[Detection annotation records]
┄┄┄┄┄┄┄┄┄┄
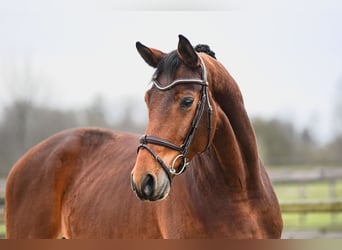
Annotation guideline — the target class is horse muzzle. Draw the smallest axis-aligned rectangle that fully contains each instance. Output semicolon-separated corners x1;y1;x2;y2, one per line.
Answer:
131;174;170;201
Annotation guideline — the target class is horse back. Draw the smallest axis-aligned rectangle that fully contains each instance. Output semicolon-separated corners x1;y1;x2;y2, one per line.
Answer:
5;128;138;238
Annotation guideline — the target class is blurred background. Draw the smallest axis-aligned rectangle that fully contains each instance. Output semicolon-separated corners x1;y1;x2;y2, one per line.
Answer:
0;0;342;238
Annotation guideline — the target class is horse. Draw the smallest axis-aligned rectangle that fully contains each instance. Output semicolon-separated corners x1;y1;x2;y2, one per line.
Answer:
5;35;283;239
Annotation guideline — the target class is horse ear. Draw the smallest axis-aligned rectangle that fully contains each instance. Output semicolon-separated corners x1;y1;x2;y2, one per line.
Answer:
135;42;165;68
177;35;200;68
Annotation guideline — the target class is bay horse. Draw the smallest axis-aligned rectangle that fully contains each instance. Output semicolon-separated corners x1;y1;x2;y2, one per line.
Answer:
5;35;282;239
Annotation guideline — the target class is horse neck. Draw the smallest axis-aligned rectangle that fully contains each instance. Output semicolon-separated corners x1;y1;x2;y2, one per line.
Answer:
200;58;261;190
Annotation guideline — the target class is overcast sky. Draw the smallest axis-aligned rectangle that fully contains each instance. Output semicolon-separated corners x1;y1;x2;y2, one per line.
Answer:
0;0;342;144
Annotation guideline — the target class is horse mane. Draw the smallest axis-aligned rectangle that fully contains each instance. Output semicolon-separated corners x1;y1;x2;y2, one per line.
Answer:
195;44;216;59
156;44;216;79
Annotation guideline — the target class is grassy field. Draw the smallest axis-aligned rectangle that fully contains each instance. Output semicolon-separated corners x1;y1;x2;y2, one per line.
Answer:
274;180;342;231
0;180;342;236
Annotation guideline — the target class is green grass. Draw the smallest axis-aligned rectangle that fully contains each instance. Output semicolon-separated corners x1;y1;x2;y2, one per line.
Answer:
0;180;342;237
274;181;342;202
274;181;342;231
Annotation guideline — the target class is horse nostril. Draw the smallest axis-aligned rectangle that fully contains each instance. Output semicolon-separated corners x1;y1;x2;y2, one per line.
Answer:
141;174;155;199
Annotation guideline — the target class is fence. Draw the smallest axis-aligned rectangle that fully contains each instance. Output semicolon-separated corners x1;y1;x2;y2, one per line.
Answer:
269;167;342;238
0;167;342;238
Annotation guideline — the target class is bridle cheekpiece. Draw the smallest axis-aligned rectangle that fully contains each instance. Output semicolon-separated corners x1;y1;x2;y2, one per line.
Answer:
138;56;212;182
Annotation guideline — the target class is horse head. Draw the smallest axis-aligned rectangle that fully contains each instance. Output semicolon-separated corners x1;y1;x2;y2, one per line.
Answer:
132;35;215;201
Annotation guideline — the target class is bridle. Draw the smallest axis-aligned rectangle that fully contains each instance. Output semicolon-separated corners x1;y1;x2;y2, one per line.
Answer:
138;56;212;182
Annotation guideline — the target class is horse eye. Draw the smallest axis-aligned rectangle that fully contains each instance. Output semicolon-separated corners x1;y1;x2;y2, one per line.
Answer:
180;97;194;109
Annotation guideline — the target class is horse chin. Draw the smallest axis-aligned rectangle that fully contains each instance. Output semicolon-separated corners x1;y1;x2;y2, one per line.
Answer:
131;171;171;201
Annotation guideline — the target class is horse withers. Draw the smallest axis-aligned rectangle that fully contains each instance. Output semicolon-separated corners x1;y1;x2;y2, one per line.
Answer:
5;35;282;239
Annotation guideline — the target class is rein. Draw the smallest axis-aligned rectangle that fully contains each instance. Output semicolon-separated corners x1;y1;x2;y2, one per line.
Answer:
138;57;212;182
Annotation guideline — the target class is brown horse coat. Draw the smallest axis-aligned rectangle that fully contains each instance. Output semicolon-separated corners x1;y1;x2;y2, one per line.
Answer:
5;35;282;239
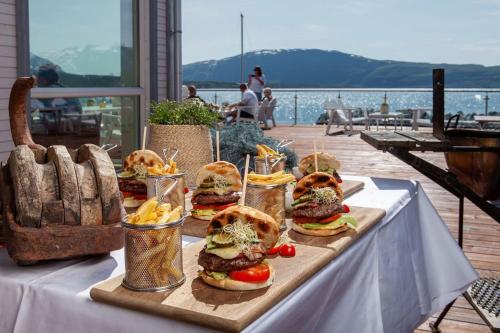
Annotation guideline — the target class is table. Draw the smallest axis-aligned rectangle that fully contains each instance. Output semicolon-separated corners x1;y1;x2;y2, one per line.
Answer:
0;176;478;333
368;112;403;131
406;108;432;131
474;116;500;129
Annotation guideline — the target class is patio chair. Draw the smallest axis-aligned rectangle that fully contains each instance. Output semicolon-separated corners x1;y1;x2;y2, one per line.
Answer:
259;98;277;129
236;106;259;125
325;100;369;135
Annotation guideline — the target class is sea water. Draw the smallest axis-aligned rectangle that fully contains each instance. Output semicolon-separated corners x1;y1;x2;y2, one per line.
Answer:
198;89;500;124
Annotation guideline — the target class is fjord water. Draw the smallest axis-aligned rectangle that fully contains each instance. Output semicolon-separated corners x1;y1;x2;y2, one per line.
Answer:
198;89;500;124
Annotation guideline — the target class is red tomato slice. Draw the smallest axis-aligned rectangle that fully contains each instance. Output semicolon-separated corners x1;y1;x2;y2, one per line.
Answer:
229;264;271;282
344;205;351;213
293;217;316;224
193;202;236;210
318;213;342;223
279;244;295;257
122;192;148;200
266;245;282;256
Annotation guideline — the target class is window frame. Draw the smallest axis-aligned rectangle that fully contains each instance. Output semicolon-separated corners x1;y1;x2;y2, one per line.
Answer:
16;0;151;148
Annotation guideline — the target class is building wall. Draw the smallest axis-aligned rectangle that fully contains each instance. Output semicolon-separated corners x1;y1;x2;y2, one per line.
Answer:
0;0;17;161
156;0;167;101
0;0;167;161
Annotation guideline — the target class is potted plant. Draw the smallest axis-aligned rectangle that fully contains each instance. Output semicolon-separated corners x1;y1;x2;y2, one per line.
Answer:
148;100;219;186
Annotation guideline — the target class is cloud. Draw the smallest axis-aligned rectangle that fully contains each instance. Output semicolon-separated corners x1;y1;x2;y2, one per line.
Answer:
300;23;328;33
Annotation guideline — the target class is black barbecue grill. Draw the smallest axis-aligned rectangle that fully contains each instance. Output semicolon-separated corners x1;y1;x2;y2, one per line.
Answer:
361;69;500;332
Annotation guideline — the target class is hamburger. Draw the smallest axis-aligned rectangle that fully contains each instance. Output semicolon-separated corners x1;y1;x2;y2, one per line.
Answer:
191;161;242;221
198;206;279;290
292;172;357;236
118;149;165;208
299;152;342;183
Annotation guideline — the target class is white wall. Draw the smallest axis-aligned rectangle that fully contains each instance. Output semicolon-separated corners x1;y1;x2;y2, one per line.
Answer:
0;0;17;161
157;0;167;101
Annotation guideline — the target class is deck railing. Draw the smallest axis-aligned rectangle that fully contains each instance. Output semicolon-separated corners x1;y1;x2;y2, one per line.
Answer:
198;88;500;125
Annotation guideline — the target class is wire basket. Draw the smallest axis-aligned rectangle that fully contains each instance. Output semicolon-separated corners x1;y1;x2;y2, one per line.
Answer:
122;216;186;291
254;156;286;175
245;184;287;231
146;172;186;212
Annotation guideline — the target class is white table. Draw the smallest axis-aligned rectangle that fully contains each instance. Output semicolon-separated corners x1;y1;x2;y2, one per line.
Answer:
0;176;478;333
474;116;500;129
368;112;403;131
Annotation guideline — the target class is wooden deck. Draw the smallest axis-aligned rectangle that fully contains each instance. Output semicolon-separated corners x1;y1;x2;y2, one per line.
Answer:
265;126;500;333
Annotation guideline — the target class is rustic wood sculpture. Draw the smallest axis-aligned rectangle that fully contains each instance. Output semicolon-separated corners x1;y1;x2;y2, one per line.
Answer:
0;77;125;264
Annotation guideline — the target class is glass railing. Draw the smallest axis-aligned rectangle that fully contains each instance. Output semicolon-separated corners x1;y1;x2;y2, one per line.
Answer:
198;88;500;125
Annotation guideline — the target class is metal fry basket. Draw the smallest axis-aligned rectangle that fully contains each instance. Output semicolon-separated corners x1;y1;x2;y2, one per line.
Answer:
146;172;186;211
245;184;287;231
122;216;186;291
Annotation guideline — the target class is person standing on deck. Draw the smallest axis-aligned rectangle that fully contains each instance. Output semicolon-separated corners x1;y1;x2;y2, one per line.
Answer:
248;66;266;102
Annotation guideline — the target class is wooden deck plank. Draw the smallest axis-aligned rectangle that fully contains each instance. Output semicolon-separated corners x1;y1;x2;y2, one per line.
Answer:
265;126;500;333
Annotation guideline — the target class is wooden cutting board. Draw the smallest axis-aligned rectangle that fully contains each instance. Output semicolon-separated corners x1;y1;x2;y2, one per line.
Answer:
287;207;385;256
90;241;334;332
340;180;365;198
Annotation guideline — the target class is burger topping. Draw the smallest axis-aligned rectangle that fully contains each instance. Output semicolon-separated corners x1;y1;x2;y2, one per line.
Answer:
206;221;264;260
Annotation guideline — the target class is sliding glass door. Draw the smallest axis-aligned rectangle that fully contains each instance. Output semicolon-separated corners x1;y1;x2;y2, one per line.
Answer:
25;0;149;162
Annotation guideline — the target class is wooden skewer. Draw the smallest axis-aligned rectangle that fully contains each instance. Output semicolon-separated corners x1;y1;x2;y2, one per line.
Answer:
313;140;318;172
215;131;220;162
142;125;148;150
241;154;250;206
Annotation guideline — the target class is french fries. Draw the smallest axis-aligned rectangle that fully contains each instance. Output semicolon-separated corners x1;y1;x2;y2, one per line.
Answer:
148;159;179;176
255;144;283;158
128;197;182;224
125;197;183;289
248;171;296;185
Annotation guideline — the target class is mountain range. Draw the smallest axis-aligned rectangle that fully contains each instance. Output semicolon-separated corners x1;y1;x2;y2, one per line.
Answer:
183;49;500;88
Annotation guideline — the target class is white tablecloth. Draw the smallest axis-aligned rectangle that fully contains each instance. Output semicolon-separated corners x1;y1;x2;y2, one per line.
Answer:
0;177;478;333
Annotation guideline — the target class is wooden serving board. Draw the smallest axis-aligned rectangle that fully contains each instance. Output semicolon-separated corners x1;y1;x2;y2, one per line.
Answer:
90;241;334;332
340;180;365;198
287;207;385;256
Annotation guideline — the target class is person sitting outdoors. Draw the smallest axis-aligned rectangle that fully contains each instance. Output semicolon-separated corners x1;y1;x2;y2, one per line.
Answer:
186;85;207;105
259;87;276;130
228;83;259;119
248;66;266;102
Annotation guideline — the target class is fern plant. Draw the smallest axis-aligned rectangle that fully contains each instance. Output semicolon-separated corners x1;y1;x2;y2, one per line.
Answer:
149;100;220;127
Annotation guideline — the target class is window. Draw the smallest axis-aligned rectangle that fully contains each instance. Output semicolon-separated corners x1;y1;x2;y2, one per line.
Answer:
23;0;149;162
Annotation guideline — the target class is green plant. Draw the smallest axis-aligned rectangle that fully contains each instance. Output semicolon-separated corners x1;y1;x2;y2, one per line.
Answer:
149;100;219;127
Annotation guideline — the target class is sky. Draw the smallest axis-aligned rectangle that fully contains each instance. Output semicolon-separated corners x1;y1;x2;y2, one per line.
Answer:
182;0;500;66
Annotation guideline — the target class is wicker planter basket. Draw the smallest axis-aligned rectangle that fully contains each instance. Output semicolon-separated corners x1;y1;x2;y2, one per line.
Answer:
147;124;213;186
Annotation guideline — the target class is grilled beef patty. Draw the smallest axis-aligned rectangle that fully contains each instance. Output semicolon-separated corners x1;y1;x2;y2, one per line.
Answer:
198;249;264;272
293;201;344;219
191;192;240;205
118;179;148;194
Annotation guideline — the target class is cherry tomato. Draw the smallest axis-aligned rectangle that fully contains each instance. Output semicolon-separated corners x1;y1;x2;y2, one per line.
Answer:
193;202;236;210
279;244;295;257
122;192;148;200
266;245;281;256
318;213;342;223
229;264;271;282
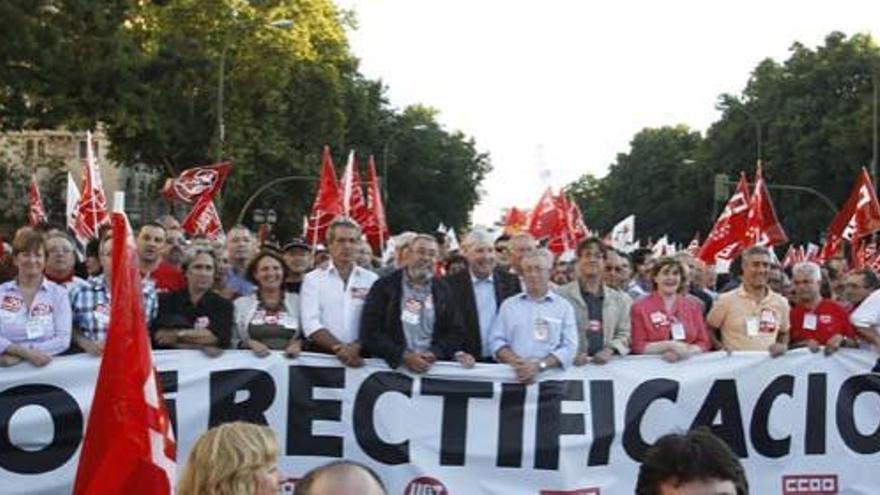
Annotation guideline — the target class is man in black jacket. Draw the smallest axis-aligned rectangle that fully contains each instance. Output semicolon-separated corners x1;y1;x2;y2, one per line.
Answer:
┄┄┄┄┄┄┄┄┄┄
**Aim of the task**
Please collect every line in the entries above that contains the string "water" and copy each one out in full.

**The output**
Annotation guideline — the target class is sea water. Draw the smallest axis-aligned rectangle that fully contains each instance. Output semicolon-separated corners x1;y1;x2;y2, one per line.
Annotation guideline — the target class is fjord water. Draw the smallest axis-aligned rectangle that fully contains each instance. Output semicolon-separated corners x1;y1;x2;y2, one per line.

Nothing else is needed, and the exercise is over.